■ **TEXT FOR ANALYSIS**

▬▬▬

Noninfectious complications of urethral catheters are common, and should be a focus of surveillance and prevention efforts, according to new research published in JAMA Internal Medicine.

“While there has been appropriate attention paid to the infectious harms of indwelling urethral — or Foley — catheters over the past several decades, recently we have better appreciated the extent of noninfectious harms that are caused by the indwelling catheter,” Sanjay Saint, MD, MPH, chief of medicine at the Veterans Affairs Ann Arbor Healthcare System and lead author of the study, told Healio Internal Medicine. “Our multicenter study of over 2,000 catheterized patients found that patients reported that noninfectious harms — such as blood in the urine and urine leakage once the catheter was removed — were five times more common than infectious complications.”

Saint and colleagues conducted a prospective cohort study that included 2,227 patients who received a new indwelling urethral catheter at one of four hospitals. The researchers evaluated the patients at baseline and contacted the patients 14 days and 30 days after the catheter insertion to determine complications.

According to the results, 30 days after the urethral catheter was inserted, 57% of patients reported at least one complication. Noninfectious complications, such as pain or discomfort, blood in the urine or urinary urgency, occurred in 55.4% of patients, whereas 10.5% of patients reported infectious complications. Researchers also found that women were more likely to report infectious complications, but men were more likely to report noninfectious complications.

▬▬▬

■ **RECORDS SUPPLIED**
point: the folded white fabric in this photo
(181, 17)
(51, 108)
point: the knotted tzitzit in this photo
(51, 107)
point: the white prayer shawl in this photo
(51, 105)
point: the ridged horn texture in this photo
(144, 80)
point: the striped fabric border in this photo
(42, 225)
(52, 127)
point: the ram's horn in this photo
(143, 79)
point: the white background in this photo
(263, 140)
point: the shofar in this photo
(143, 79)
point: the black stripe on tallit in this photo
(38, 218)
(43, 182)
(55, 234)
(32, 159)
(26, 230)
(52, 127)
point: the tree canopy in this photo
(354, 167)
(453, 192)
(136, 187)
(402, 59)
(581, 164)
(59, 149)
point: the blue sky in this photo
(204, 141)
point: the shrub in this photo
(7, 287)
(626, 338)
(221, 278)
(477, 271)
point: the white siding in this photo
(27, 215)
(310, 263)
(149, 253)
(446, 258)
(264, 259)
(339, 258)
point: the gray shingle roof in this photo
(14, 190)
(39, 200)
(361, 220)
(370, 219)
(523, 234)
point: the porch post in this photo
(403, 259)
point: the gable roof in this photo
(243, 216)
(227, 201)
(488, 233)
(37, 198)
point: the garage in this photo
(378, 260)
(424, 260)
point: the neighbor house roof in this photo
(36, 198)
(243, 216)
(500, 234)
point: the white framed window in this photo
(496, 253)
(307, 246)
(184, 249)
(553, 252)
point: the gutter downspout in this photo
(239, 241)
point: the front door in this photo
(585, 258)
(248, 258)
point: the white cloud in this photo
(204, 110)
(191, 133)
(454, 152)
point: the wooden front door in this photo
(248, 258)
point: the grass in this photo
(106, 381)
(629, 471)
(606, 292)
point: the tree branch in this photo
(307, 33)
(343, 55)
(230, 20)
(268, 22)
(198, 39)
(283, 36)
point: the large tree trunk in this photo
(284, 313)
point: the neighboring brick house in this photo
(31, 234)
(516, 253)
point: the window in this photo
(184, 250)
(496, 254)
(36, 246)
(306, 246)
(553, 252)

▬▬▬

■ **PROBLEM SET**
(A) Translate this sentence from the article on urethral catheter complications into Spanish: "The researchers evaluated the patients at baseline and contacted the patients 14 days and 30 days after the catheter insertion to determine complications."
(B) Carry on the article about urethral catheter complications from its final sentence.

■ **OUTPUTS FOR THE TASKS**
(A) Los investigadores evaluaron a los pacientes al inicio del estudio y se pusieron en contacto con ellos 14 días y 30 días después de la inserción del catéter para determinar las complicaciones.

(B)
“Furthermore, over 40% of catheterized patients reported that the indwelling catheter restricted their social activities, and almost 5% of patients reported that the catheter led to sexual problems after removal,” Saint said. “Our findings underscore the importance of avoiding the indwelling catheter unless it is absolutely necessary, and removing it as soon as possible.”

The researchers noted some limitations, including that the study was conducted in four sites within two states, and only patients who received an indwelling catheter during acute care hospitalization were included.

“We should launch efforts to reduce the noninfectious complication of urethral catheters in the same way that we have used collaborative efforts to reduce catheter-associated urinary tract infections in some patient populations,” the investigators wrote. “Attention to the technical aspects of proper catheter insertion and maintenance as well as increased focus on reducing unnecessary catheter insertions and unnecessary days of catherization duration seem likely to reduce noninfectious and infectious complications.” – by Jake Scott

Disclosure: Saint reports he is serving on the medical advisory board for Doximity, and on the scientific advisory board of Jvion, a health care technology company. Please see the full study for all authors’ relevant financial disclosures.